RECORDED DATA ▸
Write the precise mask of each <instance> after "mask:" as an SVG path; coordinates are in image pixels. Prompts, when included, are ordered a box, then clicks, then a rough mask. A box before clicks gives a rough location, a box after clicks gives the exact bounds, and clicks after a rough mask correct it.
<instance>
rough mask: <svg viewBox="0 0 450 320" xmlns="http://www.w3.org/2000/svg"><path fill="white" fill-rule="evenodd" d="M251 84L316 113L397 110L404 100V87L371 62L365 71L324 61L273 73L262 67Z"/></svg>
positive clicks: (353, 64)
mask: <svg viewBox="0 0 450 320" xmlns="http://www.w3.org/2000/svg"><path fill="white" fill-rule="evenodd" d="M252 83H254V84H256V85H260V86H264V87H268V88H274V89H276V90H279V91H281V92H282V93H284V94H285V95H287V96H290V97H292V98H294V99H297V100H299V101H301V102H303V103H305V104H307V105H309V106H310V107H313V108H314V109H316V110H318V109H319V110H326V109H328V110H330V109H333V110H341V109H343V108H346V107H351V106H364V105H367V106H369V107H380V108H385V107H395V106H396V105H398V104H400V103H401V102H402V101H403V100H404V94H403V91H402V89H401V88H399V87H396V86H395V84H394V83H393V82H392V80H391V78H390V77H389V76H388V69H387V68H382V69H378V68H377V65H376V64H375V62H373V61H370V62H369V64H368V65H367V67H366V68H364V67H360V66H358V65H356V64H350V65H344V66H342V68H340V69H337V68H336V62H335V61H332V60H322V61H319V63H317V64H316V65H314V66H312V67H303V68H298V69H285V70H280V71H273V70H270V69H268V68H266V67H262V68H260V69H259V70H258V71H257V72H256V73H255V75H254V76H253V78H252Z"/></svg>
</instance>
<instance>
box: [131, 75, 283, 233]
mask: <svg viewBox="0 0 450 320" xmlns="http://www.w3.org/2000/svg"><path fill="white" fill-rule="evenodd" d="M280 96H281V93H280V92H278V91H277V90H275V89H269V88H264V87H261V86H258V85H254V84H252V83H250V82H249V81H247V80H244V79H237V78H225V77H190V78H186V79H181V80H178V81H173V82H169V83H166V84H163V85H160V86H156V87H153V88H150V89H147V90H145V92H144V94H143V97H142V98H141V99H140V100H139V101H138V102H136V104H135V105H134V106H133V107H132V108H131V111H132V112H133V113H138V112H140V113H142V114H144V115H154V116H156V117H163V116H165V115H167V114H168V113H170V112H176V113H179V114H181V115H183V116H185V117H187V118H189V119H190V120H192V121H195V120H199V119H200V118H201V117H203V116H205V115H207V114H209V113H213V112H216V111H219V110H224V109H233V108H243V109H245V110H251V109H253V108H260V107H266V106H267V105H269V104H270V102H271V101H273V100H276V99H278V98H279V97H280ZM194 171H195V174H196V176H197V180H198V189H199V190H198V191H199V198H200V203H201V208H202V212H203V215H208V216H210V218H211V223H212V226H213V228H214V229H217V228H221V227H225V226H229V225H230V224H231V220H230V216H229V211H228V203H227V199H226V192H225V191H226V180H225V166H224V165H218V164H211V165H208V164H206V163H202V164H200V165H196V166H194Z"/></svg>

PROBLEM ▸ Please copy everything from the start of the material down to the line containing "positive clicks: (353, 64)", renaming "rough mask" as "coarse mask" wherever it occurs and keeping the rest unchanged.

WRITTEN RESPONSE ▸
Write the precise mask of each <instance> after "mask:" as an SVG path; coordinates are in image pixels. Prompts, when included, are ordered a box, then clicks, then a coarse mask. A box before clicks gives a rough location, a box after clicks gives the exact bounds, and clicks after a coarse mask correct it.
<instance>
coarse mask: <svg viewBox="0 0 450 320" xmlns="http://www.w3.org/2000/svg"><path fill="white" fill-rule="evenodd" d="M251 84L316 113L397 110L404 100V87L371 62L365 71L324 61L273 73L262 67Z"/></svg>
positive clicks: (353, 64)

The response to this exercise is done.